SHORT PROBLEM - Reproduce, without changes, the part of the rows that opens with the line containing "Exercise. Label the black cycling" and closes with the line containing "(1163, 183)", both lines included. Output only those lines.

LISTED ENTRIES -
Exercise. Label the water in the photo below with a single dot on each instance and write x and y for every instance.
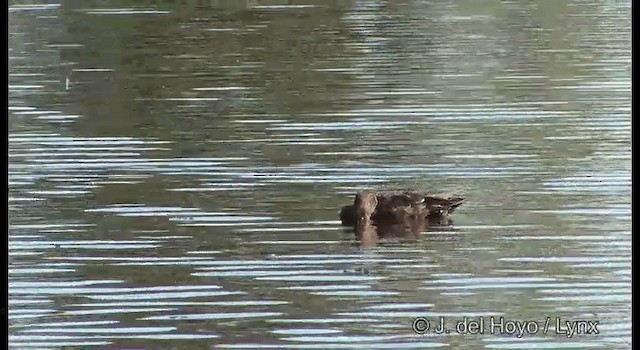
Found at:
(176, 172)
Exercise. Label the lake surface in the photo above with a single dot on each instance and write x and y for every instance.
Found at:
(176, 172)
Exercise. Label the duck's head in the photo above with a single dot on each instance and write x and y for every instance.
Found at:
(365, 204)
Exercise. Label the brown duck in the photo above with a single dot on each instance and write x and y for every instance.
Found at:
(391, 207)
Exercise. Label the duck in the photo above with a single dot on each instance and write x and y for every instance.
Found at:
(398, 207)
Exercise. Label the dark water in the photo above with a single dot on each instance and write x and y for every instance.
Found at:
(176, 170)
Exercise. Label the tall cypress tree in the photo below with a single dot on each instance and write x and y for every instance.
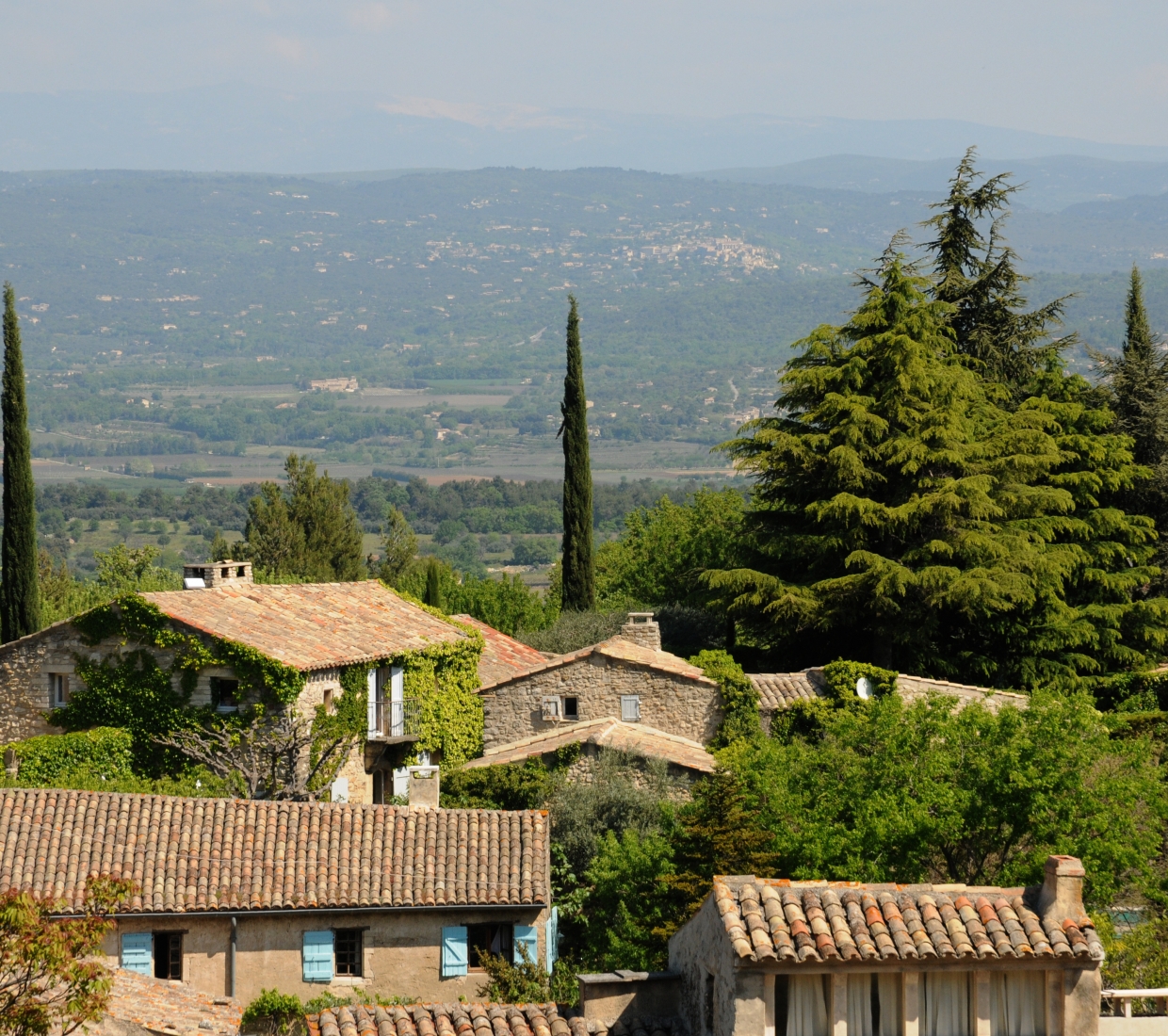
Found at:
(1139, 389)
(578, 592)
(20, 601)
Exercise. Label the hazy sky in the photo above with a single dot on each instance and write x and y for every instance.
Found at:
(1088, 69)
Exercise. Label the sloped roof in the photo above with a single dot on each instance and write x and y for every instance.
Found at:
(502, 656)
(229, 854)
(310, 625)
(446, 1020)
(778, 690)
(605, 733)
(813, 922)
(618, 648)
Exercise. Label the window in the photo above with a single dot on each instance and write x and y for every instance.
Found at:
(317, 957)
(495, 939)
(58, 690)
(169, 956)
(224, 694)
(347, 952)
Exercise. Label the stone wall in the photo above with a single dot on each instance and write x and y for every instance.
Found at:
(402, 949)
(677, 704)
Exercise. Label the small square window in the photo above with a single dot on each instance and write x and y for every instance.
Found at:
(58, 690)
(347, 951)
(224, 694)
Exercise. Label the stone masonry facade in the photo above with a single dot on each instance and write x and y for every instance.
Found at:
(680, 704)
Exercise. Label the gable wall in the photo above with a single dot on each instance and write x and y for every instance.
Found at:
(673, 704)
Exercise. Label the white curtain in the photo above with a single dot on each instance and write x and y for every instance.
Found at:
(947, 1003)
(860, 1006)
(888, 988)
(807, 1006)
(1017, 1003)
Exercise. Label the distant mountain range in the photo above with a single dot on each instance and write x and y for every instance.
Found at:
(238, 129)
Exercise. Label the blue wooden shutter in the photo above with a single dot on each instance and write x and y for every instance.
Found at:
(138, 952)
(551, 943)
(526, 937)
(317, 957)
(453, 951)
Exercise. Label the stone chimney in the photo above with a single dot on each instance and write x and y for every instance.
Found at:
(217, 574)
(641, 630)
(423, 787)
(1061, 902)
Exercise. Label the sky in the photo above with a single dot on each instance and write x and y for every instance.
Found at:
(1095, 71)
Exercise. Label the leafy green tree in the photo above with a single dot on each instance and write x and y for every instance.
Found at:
(665, 548)
(901, 516)
(398, 547)
(310, 530)
(888, 789)
(979, 278)
(20, 599)
(578, 588)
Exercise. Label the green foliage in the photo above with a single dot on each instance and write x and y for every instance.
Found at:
(45, 759)
(20, 599)
(842, 680)
(665, 548)
(578, 590)
(311, 530)
(928, 791)
(510, 982)
(273, 1012)
(901, 516)
(571, 631)
(739, 699)
(398, 547)
(509, 606)
(629, 906)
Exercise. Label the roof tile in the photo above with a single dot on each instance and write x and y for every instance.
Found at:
(215, 854)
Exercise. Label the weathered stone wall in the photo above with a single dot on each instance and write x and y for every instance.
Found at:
(677, 704)
(402, 949)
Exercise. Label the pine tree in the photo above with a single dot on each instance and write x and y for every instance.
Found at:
(578, 577)
(20, 601)
(903, 516)
(978, 276)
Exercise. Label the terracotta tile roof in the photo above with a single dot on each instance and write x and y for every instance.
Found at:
(170, 1007)
(778, 690)
(230, 854)
(446, 1020)
(778, 919)
(502, 656)
(619, 648)
(605, 733)
(310, 625)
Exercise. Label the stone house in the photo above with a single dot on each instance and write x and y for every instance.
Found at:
(778, 690)
(312, 632)
(626, 677)
(235, 896)
(764, 957)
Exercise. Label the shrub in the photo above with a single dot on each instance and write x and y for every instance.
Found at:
(272, 1012)
(105, 752)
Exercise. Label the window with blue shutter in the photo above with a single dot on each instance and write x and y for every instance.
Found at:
(317, 957)
(551, 944)
(526, 939)
(138, 952)
(453, 951)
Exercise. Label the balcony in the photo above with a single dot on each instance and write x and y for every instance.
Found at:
(396, 720)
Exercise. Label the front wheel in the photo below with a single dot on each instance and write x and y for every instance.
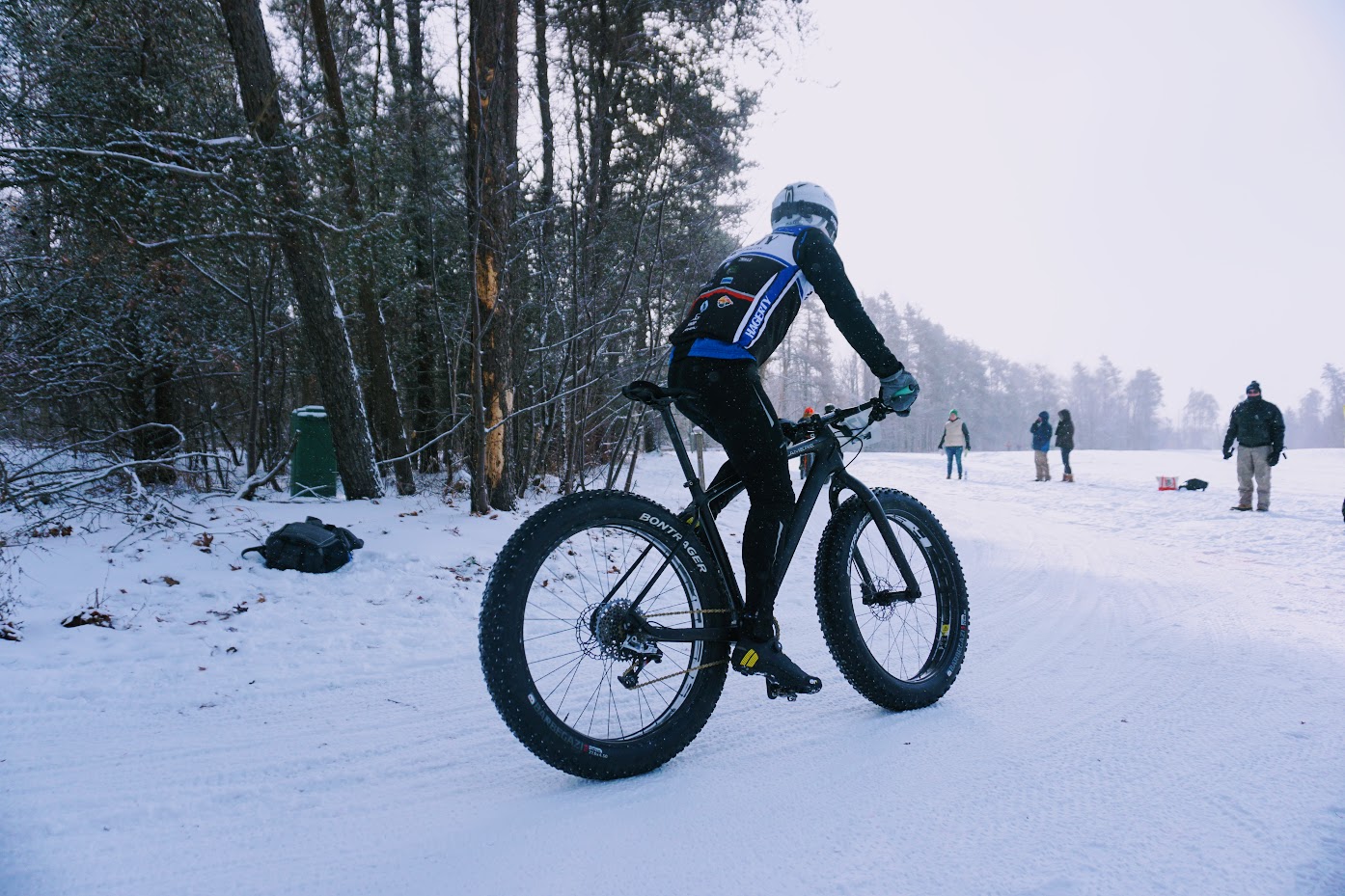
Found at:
(560, 638)
(898, 650)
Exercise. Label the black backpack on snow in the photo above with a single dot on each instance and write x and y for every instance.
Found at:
(308, 547)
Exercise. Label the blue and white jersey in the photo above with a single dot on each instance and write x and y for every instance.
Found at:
(747, 307)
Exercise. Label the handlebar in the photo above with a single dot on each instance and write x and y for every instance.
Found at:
(812, 424)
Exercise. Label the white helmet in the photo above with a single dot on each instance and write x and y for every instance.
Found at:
(805, 204)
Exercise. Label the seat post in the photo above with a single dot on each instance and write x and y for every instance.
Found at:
(693, 480)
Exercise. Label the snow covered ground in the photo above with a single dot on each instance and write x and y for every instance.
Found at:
(1150, 704)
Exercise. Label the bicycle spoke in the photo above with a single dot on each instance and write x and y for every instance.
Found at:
(574, 585)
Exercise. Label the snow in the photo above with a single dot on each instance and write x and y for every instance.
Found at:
(1150, 704)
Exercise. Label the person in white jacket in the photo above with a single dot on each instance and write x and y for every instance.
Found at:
(955, 440)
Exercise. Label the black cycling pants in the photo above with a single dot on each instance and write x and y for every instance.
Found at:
(734, 411)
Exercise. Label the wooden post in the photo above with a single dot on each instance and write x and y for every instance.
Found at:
(699, 438)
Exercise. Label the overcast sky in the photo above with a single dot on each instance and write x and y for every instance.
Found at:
(1157, 180)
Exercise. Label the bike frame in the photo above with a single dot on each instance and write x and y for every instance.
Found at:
(828, 467)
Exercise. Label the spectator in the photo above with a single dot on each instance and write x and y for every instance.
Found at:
(1259, 429)
(1065, 442)
(955, 439)
(1041, 445)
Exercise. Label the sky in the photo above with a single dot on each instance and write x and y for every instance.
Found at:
(1163, 183)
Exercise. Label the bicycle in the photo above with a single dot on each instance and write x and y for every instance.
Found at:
(586, 585)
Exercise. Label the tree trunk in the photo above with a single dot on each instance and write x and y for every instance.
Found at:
(324, 329)
(491, 197)
(424, 405)
(385, 408)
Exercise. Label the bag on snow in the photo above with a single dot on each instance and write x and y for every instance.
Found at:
(308, 547)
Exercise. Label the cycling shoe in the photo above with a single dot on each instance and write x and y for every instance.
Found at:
(783, 675)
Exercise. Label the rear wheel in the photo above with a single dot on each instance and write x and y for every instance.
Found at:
(563, 602)
(898, 651)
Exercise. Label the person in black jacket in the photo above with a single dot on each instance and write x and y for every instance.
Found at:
(1259, 429)
(1065, 442)
(1041, 445)
(733, 324)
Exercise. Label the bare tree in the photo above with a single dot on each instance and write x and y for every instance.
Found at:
(491, 198)
(324, 330)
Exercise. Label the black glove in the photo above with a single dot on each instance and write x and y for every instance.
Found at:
(898, 392)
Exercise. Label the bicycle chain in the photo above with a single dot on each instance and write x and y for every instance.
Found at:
(685, 671)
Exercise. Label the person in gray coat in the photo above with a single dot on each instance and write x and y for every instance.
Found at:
(954, 440)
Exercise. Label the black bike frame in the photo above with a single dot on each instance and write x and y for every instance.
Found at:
(828, 466)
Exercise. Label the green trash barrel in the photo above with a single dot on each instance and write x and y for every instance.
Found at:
(313, 469)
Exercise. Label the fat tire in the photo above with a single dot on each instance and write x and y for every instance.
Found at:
(505, 660)
(838, 607)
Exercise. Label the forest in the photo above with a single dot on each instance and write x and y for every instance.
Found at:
(457, 225)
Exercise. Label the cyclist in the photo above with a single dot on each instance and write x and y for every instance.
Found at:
(739, 317)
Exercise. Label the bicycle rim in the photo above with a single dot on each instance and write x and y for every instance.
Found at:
(572, 631)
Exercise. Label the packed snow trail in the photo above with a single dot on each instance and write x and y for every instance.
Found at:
(1150, 704)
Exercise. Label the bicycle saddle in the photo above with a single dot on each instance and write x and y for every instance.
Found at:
(652, 394)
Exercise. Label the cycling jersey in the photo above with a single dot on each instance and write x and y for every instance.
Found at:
(747, 307)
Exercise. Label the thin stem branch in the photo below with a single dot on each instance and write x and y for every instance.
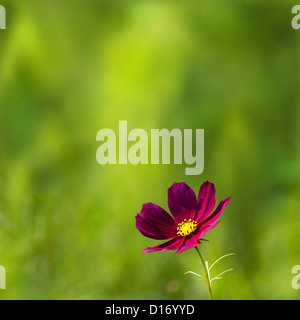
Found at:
(206, 274)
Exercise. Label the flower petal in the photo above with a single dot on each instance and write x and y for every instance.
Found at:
(169, 245)
(181, 199)
(206, 200)
(154, 222)
(215, 215)
(190, 242)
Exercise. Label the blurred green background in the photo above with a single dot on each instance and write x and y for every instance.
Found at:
(70, 68)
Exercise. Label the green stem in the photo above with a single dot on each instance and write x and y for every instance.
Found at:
(206, 274)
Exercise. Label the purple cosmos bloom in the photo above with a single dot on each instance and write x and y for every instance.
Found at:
(192, 217)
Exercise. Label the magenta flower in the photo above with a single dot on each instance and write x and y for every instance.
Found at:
(192, 217)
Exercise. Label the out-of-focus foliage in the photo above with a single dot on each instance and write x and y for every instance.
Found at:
(70, 68)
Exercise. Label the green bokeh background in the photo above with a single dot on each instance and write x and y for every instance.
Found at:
(70, 68)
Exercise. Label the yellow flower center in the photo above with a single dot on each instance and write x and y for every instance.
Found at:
(186, 227)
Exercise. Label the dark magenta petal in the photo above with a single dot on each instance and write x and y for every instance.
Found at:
(181, 199)
(190, 242)
(154, 222)
(206, 200)
(169, 245)
(215, 215)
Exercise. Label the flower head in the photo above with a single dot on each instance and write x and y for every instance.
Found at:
(191, 217)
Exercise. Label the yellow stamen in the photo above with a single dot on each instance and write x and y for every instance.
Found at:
(186, 227)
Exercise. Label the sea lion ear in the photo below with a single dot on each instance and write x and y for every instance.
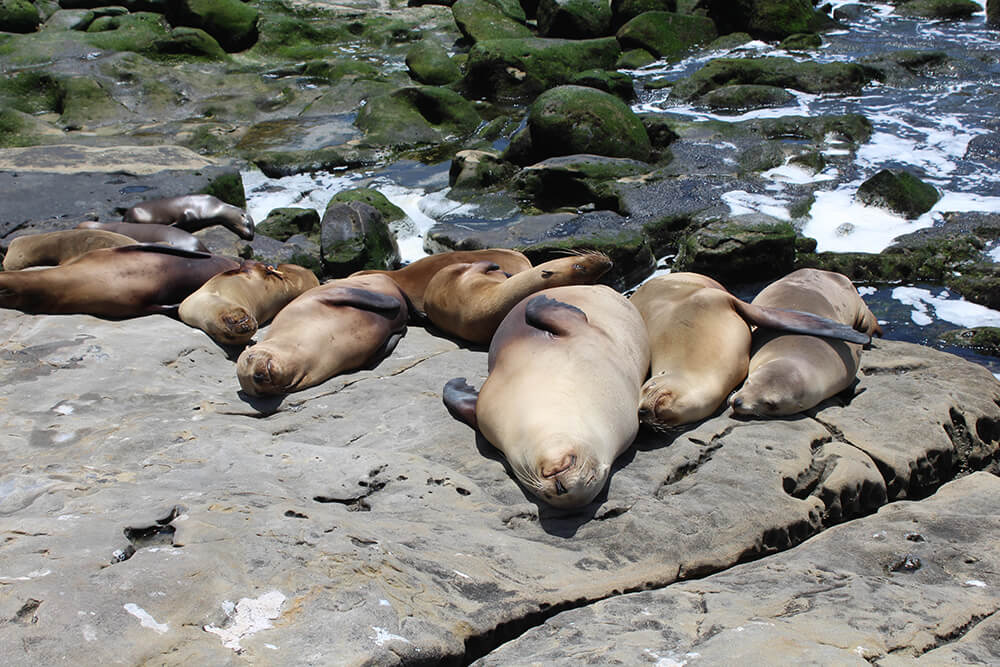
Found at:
(556, 317)
(460, 399)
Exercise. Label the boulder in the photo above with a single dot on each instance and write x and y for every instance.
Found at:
(353, 237)
(899, 191)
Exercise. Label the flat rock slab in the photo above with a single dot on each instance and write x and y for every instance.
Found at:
(150, 513)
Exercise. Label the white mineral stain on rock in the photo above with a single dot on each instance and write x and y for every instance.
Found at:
(145, 619)
(248, 617)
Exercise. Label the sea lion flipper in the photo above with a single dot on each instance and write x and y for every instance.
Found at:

RESULT OF THE EXERCISE -
Exercise. Label the black cycling pants in the photo above with a single dot on each instance and write x and y for every instance.
Found at:
(734, 411)
Exercise. Label the wooden post in the photo above with a single dot on each instance and write x and y for every instance.
Found at:
(699, 438)
Exercise. Label the overcast sky in the photo above with a single dot on each instance and write x and y for every instance.
Found at:
(1157, 180)
Exercise. Label the bike frame in the photo above with a single dot on each instance and write x and y for every instance.
Found at:
(828, 467)
Exercise. Label the spectator in the photo above with a single dot on each instance and write x and y for every instance.
Found at:
(1259, 429)
(1065, 442)
(955, 439)
(1041, 445)
Exercise. Label the sky in the photo above with a single dot on each instance and write x and y for every instance.
Found at:
(1163, 183)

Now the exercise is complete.